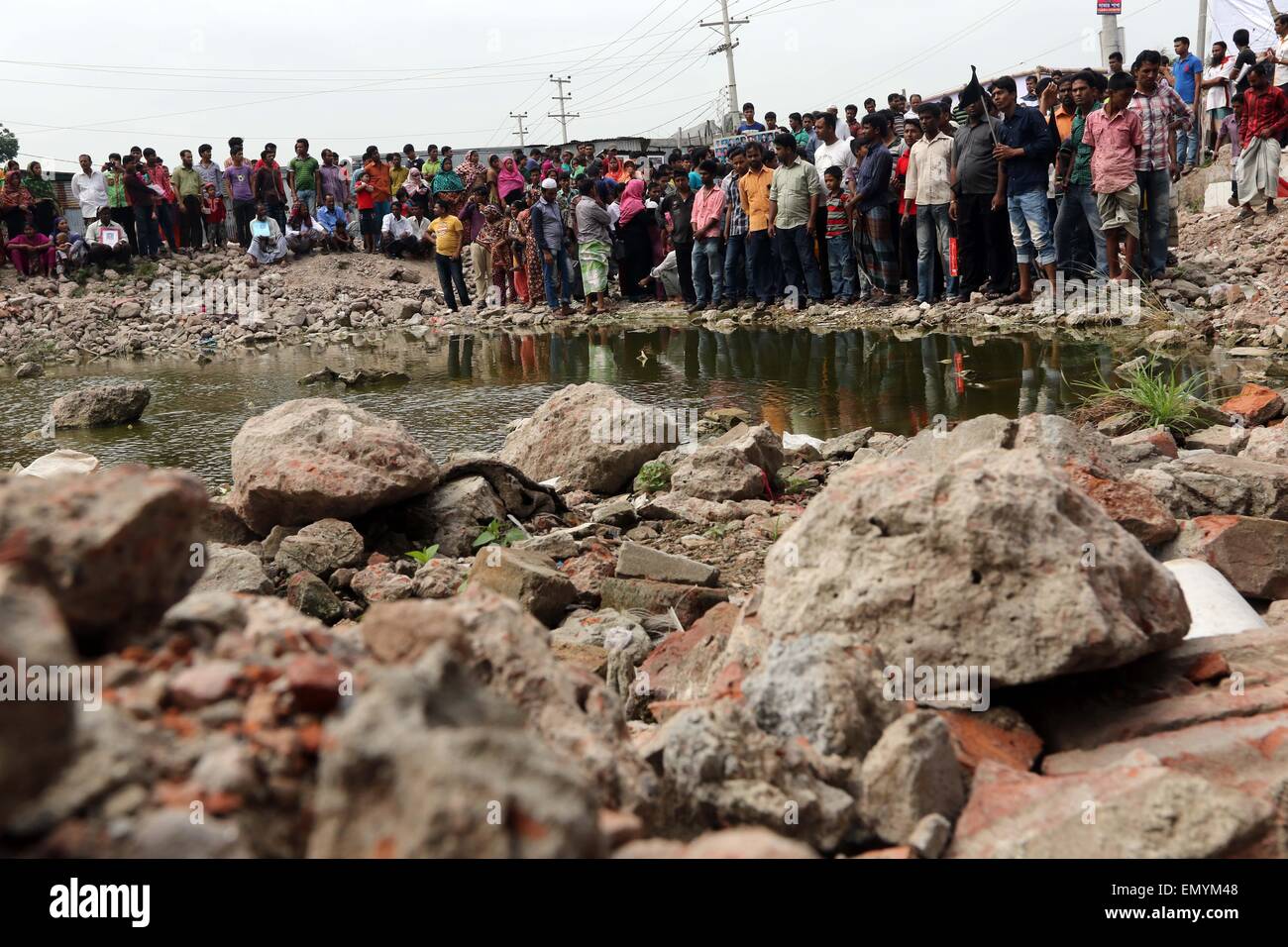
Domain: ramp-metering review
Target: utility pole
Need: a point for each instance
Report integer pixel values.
(563, 115)
(1202, 48)
(1111, 39)
(725, 26)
* * * * * * *
_What is required:_ If a record holds a picture, drop the picture and reproduce everything else exactly.

_Completed exercise:_
Domain: ramp-metering review
Target: utility pole
Need: a point for each instance
Report integer pixel values.
(563, 115)
(1202, 48)
(1111, 39)
(725, 26)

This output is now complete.